What is expected.
Reproduce the data in its entirety, exactly as written.

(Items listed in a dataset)
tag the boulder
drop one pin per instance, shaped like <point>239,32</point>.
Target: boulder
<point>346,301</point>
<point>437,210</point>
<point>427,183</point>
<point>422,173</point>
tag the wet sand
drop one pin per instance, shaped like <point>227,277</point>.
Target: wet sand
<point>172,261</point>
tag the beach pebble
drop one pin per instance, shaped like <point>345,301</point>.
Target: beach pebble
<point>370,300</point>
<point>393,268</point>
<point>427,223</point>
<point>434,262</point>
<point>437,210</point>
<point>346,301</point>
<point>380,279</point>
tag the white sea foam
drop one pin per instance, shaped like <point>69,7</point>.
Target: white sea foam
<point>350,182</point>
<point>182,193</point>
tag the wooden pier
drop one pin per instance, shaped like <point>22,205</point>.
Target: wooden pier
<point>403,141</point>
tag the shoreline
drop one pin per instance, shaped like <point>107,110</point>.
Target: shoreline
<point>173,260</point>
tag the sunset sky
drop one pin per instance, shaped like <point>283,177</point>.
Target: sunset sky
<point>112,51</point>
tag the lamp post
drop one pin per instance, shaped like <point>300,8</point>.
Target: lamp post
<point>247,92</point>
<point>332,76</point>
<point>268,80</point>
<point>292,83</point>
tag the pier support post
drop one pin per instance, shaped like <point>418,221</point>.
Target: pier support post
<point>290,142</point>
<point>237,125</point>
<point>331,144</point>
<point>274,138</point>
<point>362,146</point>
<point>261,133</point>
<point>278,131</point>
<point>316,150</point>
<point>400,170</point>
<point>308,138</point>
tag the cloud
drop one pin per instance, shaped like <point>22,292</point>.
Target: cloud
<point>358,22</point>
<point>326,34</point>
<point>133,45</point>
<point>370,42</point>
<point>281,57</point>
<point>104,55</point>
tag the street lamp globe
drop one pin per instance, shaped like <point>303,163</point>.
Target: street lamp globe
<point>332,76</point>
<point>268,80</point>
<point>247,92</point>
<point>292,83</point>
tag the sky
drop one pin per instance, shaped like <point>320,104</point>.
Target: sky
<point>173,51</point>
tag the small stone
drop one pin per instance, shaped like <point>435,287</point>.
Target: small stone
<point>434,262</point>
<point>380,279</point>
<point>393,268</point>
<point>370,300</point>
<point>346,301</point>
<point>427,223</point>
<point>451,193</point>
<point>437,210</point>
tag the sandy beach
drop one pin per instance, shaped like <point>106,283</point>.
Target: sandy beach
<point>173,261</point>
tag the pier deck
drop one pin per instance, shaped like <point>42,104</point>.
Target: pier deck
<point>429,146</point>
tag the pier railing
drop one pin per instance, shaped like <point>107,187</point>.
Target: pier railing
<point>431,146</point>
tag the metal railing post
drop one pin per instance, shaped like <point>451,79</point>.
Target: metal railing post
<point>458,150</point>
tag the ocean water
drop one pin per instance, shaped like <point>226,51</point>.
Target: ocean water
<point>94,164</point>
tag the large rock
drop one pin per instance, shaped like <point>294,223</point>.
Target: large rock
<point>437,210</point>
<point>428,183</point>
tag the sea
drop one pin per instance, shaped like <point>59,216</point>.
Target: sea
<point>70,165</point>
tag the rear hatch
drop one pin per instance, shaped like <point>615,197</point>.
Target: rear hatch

Result of the task.
tag the boulder
drop one pin per instance, shaped like <point>239,32</point>.
Target: boulder
<point>346,301</point>
<point>437,210</point>
<point>427,183</point>
<point>422,173</point>
tag the wet sand
drop one pin per instance, shaped like <point>227,277</point>.
Target: wet sand
<point>172,261</point>
tag the beach pebble
drop one pin per instance, shaped like <point>345,301</point>.
Target: beach pebble
<point>370,300</point>
<point>393,268</point>
<point>427,223</point>
<point>434,262</point>
<point>437,210</point>
<point>346,301</point>
<point>380,279</point>
tag the white sea foam
drop one pin per instance, shaped like <point>69,7</point>.
Target: white sea foam
<point>350,182</point>
<point>182,193</point>
tag the wooden pier
drop one pin per instance, shaped like <point>22,205</point>.
Target: wooden pier
<point>403,141</point>
tag the shoreline
drop one pin per instance, shaped like <point>107,110</point>.
Target: shoreline
<point>173,260</point>
tag the sunset sky
drop one pin per instance, shaped like <point>283,177</point>.
Target: sunset sky
<point>112,51</point>
tag the lamp post
drop one pin per instance, shaped like <point>300,8</point>.
Target: lamp post
<point>247,92</point>
<point>332,76</point>
<point>268,80</point>
<point>292,83</point>
tag the pier support post
drop one pin per instance, shaped like <point>418,221</point>.
Target: pier support post
<point>290,142</point>
<point>237,125</point>
<point>331,144</point>
<point>274,138</point>
<point>362,146</point>
<point>261,133</point>
<point>278,131</point>
<point>316,150</point>
<point>400,170</point>
<point>308,138</point>
tag the cloud
drop one pin per instance, shaped like <point>22,292</point>.
Target: cloud
<point>358,22</point>
<point>326,34</point>
<point>133,45</point>
<point>370,42</point>
<point>281,57</point>
<point>104,55</point>
tag the street lamp globe
drop one pin per instance, shaped like <point>303,163</point>.
Target: street lamp globe
<point>332,76</point>
<point>268,80</point>
<point>247,92</point>
<point>292,83</point>
tag the sky
drop one pin per instance, shaped like <point>320,104</point>.
Target: sky
<point>173,51</point>
tag the small stone
drop one pin per instance, shaped like <point>435,287</point>.
Target: small stone
<point>434,262</point>
<point>380,279</point>
<point>393,268</point>
<point>370,300</point>
<point>346,301</point>
<point>427,223</point>
<point>451,193</point>
<point>437,210</point>
tag the sandy beach
drop one pin per instance, shaped like <point>106,283</point>.
Target: sandy beach
<point>173,261</point>
tag the pier deck
drop one pin per instance, shaped like <point>42,104</point>.
Target: pier deck
<point>429,146</point>
tag the pier railing
drop one pin per instance, shaped like <point>107,187</point>.
Target: pier railing
<point>431,146</point>
tag the metal railing post
drop one pin per instance, shaped like <point>451,79</point>.
Target: metal railing post
<point>458,150</point>
tag the ocean water
drop one pin per instance, shaped like <point>226,51</point>.
Target: ocean water
<point>94,164</point>
tag the large rock
drop one pin per instance, shaped like <point>294,223</point>.
Target: large rock
<point>437,210</point>
<point>428,183</point>
tag the sea
drop one pin per instance, shaped like <point>59,216</point>.
Target: sea
<point>70,165</point>
tag the rear hatch
drop one pin per instance, shaped like <point>615,197</point>.
Target: rear hatch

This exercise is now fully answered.